• **課題**: 次のリストから、文字列「rock」を含む行をすべて抜き出してください。大文字と小文字は区別します。

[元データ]

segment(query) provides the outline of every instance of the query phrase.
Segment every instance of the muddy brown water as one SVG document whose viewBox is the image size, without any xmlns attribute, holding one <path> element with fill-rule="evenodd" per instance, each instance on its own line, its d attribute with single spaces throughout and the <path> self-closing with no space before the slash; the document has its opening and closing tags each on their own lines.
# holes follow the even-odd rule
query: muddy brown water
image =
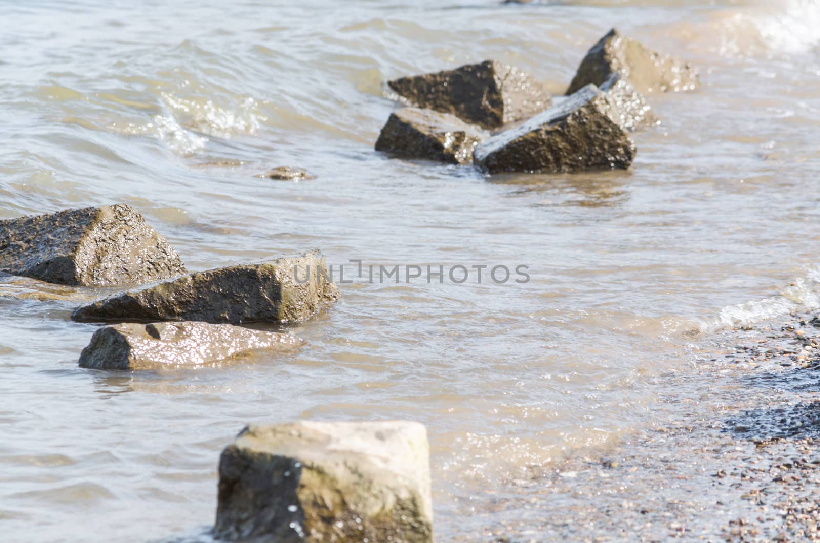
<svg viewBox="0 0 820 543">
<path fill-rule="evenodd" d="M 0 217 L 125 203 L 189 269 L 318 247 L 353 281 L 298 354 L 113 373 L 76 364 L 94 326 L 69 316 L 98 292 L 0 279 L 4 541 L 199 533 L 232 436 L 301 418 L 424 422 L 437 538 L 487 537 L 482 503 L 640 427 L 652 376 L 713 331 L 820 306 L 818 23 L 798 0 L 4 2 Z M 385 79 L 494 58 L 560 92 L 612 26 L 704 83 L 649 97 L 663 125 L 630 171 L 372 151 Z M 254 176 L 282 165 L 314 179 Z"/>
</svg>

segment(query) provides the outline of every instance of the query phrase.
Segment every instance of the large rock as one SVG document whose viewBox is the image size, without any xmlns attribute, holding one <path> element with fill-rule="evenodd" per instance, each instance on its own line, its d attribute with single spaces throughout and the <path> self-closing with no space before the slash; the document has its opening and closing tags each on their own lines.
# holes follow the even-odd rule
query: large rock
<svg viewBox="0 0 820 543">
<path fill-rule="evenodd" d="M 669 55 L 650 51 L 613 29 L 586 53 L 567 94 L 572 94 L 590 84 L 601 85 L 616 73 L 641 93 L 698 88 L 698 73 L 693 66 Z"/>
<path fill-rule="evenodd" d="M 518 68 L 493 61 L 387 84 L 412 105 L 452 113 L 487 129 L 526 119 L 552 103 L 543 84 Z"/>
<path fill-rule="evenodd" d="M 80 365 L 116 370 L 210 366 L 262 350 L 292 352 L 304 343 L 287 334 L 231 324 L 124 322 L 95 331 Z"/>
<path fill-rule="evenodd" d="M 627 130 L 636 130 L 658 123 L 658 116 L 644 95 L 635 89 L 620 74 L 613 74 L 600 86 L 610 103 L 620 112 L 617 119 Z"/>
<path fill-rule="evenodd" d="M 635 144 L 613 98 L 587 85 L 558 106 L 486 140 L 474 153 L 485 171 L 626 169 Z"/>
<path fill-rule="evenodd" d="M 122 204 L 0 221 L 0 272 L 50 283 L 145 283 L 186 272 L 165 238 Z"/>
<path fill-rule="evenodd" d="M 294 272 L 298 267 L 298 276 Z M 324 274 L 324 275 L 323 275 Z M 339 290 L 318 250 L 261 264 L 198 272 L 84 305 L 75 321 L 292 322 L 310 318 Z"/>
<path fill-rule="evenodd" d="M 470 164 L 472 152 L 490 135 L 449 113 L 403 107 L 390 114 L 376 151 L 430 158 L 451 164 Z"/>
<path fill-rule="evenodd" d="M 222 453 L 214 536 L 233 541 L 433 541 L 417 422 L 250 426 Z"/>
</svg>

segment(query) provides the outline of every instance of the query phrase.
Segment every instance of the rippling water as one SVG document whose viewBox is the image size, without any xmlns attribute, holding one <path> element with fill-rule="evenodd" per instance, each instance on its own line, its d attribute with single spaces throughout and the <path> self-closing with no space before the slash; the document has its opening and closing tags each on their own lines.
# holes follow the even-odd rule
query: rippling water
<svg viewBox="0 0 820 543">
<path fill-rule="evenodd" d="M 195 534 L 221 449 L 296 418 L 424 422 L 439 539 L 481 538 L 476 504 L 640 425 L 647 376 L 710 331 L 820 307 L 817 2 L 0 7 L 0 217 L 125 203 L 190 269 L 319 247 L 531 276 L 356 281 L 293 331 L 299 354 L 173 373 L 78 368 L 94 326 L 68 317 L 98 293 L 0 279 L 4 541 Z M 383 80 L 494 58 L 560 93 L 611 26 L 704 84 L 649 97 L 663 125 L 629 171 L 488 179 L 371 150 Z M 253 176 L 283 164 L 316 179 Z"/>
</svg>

• **解答**:
Segment every instance of the large rock as one SVG document whose viewBox is the image size, without any xmlns attribute, holding one <path> element with fill-rule="evenodd" per instance, each instance on its own line, its d attribute with single spaces throughout and the <path> self-closing with no space before the slash; the document has its opening and closing tags each on their own lines.
query: large rock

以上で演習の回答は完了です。